Страница 55 из 61
— Так, керхер брод!
Кто знает эту игру, тут же подхватывает:
— Шварц или вайе?
Он говорит:
— Шварц.
Скажет «мэсса» — ему ножик подают, «зальц» — соль»
Из Казахстана вывез словечки: «агча» — деньги, значит, «бар» — есть, «йек» — нет.
Даже в батюшкином дневнике записано: «Кыргызы, когда проголодаются, говорят: «Курсак пропол».
И различия в вере решались о. Павлом как-то запросто.
Был у него сосед-туркмен по имени Ахмед. Однажды идет Ахмед на рыбалку с удочками:
— Паша, моя пошла рыбу ловить. Пойдешь со мной?
— А есть еще удочка?
— Есть.
Пошли. Приходят на речку.
— Твоя здесь лови, моя туда пошла.

- **Исходные записи**:

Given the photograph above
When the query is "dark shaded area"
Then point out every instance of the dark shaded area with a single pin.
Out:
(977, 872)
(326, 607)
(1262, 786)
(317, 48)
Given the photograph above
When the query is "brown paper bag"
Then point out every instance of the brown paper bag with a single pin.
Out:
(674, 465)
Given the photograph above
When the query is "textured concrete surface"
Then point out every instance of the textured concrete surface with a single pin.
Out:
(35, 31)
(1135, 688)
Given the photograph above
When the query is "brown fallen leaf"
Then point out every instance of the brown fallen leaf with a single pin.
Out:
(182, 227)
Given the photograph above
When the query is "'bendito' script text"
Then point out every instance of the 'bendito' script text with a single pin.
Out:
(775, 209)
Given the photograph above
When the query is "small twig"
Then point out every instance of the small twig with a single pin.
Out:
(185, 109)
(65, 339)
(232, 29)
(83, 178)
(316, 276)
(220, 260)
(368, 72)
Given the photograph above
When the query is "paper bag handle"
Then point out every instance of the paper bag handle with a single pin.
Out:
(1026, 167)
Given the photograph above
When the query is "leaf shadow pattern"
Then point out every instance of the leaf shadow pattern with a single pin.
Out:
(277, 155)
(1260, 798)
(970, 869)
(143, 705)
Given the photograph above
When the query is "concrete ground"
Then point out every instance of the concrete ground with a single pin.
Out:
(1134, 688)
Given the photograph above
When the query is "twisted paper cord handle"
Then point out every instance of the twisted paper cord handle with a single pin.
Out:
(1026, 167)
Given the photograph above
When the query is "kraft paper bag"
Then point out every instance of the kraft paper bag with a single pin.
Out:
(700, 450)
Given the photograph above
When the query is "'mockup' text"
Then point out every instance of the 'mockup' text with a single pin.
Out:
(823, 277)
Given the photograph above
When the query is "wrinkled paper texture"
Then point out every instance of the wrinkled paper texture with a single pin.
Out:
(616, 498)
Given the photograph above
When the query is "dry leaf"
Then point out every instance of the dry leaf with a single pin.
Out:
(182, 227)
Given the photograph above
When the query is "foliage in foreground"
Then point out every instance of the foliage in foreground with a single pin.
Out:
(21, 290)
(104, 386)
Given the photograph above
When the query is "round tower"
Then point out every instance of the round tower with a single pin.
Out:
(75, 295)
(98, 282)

- **Список задач**:
[1] Подсчитайте, в скольких строках записей встречается слово «leaf», и укажите только число.
[2] Продолжите рассказ об отце Павле и его соседе Ахмеде, начав сразу после последней приведенной реплики.

- **Ответы по порядку**:
[1] 6

[2]
«Покидал, — говорит о. Павел, — покидал — ничего не ловится. Вернулся домой, подоил корову. Потом прихожу на базар, а там две арбы рыбы. Я взял целое ведро рыбы за копейки, принес домой, смотрю — сосед идет, несет два хвостика жиденьких.
— Ну как, Ахмед, рыбалка?
— Да вот, плохо.
— А у меня вон ведро целое. — А ты где ловил?
— Да там же, где и ты.
— А как же так?
— А ты кому молился?
— Магомету.
— А я — Петру и Павлу.
Упал Ахмед на колени, руки к небу воздел и говорит:
«Петр и Паша! Бей Магомет наша!
Наш Магомет совсем рыба нет!»
Столько всяких людей и событий повидал о. Павел за годы своих лагерных странствий, что стал он как бы кладезь неисчерпаемый — иной раз диву даешься, чего только с ним ни случалось! Как-то раз командировали их, административно-ссыльных, в поселок Зуевку на уборочную. Совхоз Зуевка находился в тридцати-сорока верстах от Петропавловска и будто бы там что-то случилось: без присмотра осталась скотина, птица домашняя, урожай не убран. Но правды никто не говорит.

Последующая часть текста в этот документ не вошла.